### Instruction
Could you pull out every line of the records below and reproduce each one character for character, without changing anything?

Collected data entries
+ + + +

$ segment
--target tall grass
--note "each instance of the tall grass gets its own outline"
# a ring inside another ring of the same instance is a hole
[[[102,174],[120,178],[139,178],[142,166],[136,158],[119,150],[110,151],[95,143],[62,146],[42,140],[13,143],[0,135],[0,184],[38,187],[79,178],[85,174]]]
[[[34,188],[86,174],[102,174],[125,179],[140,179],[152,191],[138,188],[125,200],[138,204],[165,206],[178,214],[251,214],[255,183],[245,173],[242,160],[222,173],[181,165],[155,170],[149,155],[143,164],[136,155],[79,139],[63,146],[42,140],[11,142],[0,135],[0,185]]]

+ + + +

### Output for this task
$ segment
--target tall grass
--note "each instance of the tall grass gets its own outline"
# a ring inside another ring of the same instance is a hole
[[[102,174],[120,178],[139,178],[142,166],[136,158],[119,150],[110,151],[95,143],[62,146],[42,140],[13,143],[0,135],[0,184],[38,187],[79,178],[85,174]]]
[[[34,188],[86,174],[102,174],[125,179],[140,179],[152,191],[138,188],[125,200],[138,204],[165,206],[178,214],[251,214],[255,183],[245,173],[242,160],[222,173],[181,165],[155,170],[149,155],[143,164],[136,155],[79,139],[63,146],[42,140],[11,142],[0,135],[0,185]]]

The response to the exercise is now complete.